• [Set tasks]
1. Reproduce the stretch of the LOMED study text from "Components and Scores" through "average total scores.".
2. List every component that the LOMED study text names as least developed in LOMED and LOMED Chadash congregations.

Two-thirds of LOMED (13) and one-third of LOMED Chadash (5) congregations are currently operating more than one model. About one-third of LOMED (7) and LOMED Chadash (3) congregations have one or more non-classroom models that have been eliminated (are no longer in use).[2]



The following sections describe the findings from the Model Development Study, including general results (most and least developed components and the overall development scores), and the factors that were examined for a relationship with the development scores.

Components and Scores

Most and Least Developed Components

In both LOMED and LOMED Chadash congregations, the most developed components were Structure, Purpose, and Regularized. The least developed components were Language, Integration, Normative, and Alignment.

The study team wondered if certain elements of a model took more time to develop than others. Did it take longer to establish a special vocabulary for the model? Did it take longer to establish the model as normative in the congregation?

In order to explore these questions, they looked to see if there were relationships between average scores on each element and the number of years the congregation was in the initiative[3]. Using SPSS, they conducted an independent samples t-test and compared the average scores of LOMED (N=21) and LOMED Chadash (N=11) congregations on each element, as well as the average total scores.

The analysis showed a statistically significant difference between LOMED and LOMED Chadash congregations on scores for structure (p=.013), procedures (p=.008), language (p=.005), alignment (p=004), integration (p=.006), being normative (p=.026), and in the total score (p=.001). There was NOT a statistically significant difference between the LOMED and LOMED Chadash congregations on scores for purpose (p=.107) or the model’s being regularized (p=.115).

These tests suggest that congregations began to work on the model’s purpose and regularity from the beginning as they established the model. This may be because these components were emphasized in the network-wide learning for congregations and in the work of the consultants with the congregations. It may also be that the less developed elements take more time and effort to implement, or congregations may have started later to work on the other elements.

• [Supplied data]
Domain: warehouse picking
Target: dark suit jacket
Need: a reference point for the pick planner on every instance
--
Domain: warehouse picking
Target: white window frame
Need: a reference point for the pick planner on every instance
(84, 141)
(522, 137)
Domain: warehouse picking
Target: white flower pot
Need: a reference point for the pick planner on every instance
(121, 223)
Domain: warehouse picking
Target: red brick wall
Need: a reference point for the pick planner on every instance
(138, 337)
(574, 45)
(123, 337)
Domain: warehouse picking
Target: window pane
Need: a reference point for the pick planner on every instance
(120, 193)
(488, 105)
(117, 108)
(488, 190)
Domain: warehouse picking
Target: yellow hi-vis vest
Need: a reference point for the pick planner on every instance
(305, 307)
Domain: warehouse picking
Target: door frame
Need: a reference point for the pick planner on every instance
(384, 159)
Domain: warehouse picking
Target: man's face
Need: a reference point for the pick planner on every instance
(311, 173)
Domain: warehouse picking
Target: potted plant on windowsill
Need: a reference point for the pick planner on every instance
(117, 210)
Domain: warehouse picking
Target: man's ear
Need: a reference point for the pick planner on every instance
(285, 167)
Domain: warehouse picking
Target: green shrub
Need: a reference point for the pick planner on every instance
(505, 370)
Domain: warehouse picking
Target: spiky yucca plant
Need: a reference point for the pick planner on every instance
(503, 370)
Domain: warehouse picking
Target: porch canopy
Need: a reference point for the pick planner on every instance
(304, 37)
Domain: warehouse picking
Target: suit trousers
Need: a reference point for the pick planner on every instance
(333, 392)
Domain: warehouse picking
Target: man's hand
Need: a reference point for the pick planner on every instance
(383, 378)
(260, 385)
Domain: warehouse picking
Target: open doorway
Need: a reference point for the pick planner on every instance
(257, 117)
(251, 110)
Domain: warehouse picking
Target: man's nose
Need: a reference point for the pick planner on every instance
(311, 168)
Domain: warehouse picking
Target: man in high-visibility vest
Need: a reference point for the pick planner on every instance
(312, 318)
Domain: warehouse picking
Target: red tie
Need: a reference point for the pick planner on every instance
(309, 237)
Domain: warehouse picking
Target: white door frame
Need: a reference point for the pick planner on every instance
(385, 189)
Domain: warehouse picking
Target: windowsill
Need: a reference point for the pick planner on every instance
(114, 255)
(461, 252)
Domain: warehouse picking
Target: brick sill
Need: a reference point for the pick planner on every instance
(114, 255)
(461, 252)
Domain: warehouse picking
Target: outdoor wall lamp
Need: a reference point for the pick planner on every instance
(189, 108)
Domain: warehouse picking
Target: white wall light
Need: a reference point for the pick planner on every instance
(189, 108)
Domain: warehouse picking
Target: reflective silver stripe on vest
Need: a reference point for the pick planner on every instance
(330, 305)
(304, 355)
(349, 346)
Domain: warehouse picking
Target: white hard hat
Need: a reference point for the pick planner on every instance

• [Exercise results]
1.
Components and Scores

Most and Least Developed Components

In both LOMED and LOMED Chadash congregations, the most developed components were Structure, Purpose, and Regularized. The least developed components were Language, Integration, Normative, and Alignment.

The study team wondered if certain elements of a model took more time to develop than others. Did it take longer to establish a special vocabulary for the model? Did it take longer to establish the model as normative in the congregation?

In order to explore these questions, they looked to see if there were relationships between average scores on each element and the number of years the congregation was in the initiative[3]. Using SPSS, they conducted an independent samples t-test and compared the average scores of LOMED (N=21) and LOMED Chadash (N=11) congregations on each element, as well as the average total scores.

2. Language, Integration, Normative, Alignment